> [WORK REQUIRED]: Put all of the data below into a JSON list of strings, with one string per line and blank lines skipped. Leave the pictures out.

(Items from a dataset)

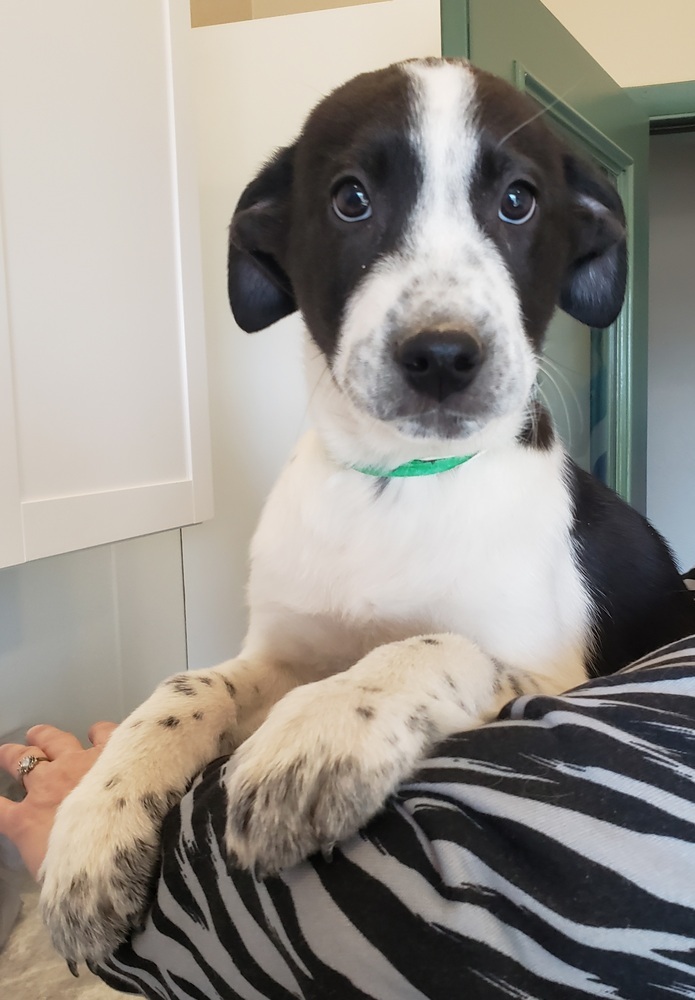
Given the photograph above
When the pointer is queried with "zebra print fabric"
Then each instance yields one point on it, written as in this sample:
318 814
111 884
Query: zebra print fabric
550 855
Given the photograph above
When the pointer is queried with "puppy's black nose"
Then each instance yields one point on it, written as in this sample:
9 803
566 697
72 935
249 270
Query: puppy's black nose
440 362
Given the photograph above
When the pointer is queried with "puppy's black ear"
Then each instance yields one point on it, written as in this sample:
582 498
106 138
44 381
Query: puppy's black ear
260 292
594 284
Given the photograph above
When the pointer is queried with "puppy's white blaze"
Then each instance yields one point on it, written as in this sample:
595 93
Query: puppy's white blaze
446 138
446 272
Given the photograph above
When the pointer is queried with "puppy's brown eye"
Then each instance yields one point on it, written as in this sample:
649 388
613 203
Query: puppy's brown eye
350 201
518 204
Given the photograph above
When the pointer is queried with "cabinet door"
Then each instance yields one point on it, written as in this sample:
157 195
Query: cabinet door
595 381
103 401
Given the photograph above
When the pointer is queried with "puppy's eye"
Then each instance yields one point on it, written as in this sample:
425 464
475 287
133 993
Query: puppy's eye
518 204
350 201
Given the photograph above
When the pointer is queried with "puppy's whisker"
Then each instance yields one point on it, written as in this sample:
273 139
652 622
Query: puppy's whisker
560 99
568 422
548 366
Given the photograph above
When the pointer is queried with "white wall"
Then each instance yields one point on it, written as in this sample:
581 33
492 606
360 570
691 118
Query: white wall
638 42
254 83
87 635
671 436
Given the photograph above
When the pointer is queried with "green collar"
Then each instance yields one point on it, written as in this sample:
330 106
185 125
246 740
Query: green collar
418 467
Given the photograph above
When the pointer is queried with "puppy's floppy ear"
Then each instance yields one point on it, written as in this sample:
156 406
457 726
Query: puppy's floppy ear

> [EXERCISE RESULT]:
[
  "Given the photograph above",
  "When the pointer is queried with \"zebra print fabric\"",
  "Then each instance yields one point on it, written as in this sample:",
  "318 814",
  "111 884",
  "Query: zebra print fabric",
  "550 855",
  "Given the photograph above",
  "When the pointer is queried with \"puppy's black nose\"",
  "Then each instance yields one point on it, written as in this sample:",
  "9 803",
  "566 697",
  "72 935",
  "249 270",
  "Query: puppy's black nose",
  "440 362",
  "Given the photograph above",
  "When the pointer is queried with \"puppy's black ear\"",
  "Then each instance yields one point on it, written as in this sample:",
  "582 498",
  "106 138",
  "44 381",
  "Query: puppy's black ear",
  "260 292",
  "594 284",
  "Given the photograph above",
  "When the pointer is queried with \"puppy's white blaze\"",
  "Then each instance yields one point on it, written as in this sample:",
  "595 93",
  "Query: puppy's white blaze",
  "446 138",
  "446 272",
  "Given the photograph above",
  "When the pointer is queried with \"puppy's brown eye\"",
  "Then each instance yields one point on it, written as in this sample:",
  "649 388",
  "613 203",
  "Query: puppy's brown eye",
  "350 201",
  "518 204",
  "Given the photograph above",
  "When the pointer is queried with \"cabinet door\"",
  "Then each instance yields one point on it, written as in this sample:",
  "157 195",
  "Query: cabinet door",
  "595 381",
  "103 401",
  "Given the photograph above",
  "When the pointer is queried with \"puppy's eye\"",
  "Then each instance yields one point on it, written as in this sample:",
  "425 464",
  "475 287",
  "133 993",
  "Query: puppy's eye",
  "518 204",
  "350 201",
  "Given the photograph above",
  "When the pointer is queried with \"puppy's whisker\"",
  "Then each instance yields one point on it, written as in this sample:",
  "273 139",
  "652 622",
  "Query: puppy's whisker",
  "560 99",
  "568 422",
  "548 366",
  "Given the photograph above",
  "When the pointer is queried with \"white wall\"",
  "Then each instance yields one point on it, written as in this sample:",
  "581 33",
  "492 606",
  "360 570",
  "691 118",
  "Query: white wall",
  "638 42",
  "254 83",
  "87 635",
  "671 436",
  "Given the photograph above",
  "When the pointer is queried with \"green collar\"",
  "Then each instance yields one point on it, written as in this sample:",
  "330 106",
  "185 125",
  "246 740",
  "Query: green collar",
  "418 467",
  "Given the photograph above",
  "When the pointer is queried with \"puppy's floppy ear\"",
  "Then each instance yields one point on it, written as in this sample:",
  "156 406",
  "457 726",
  "Query: puppy's floppy ear"
]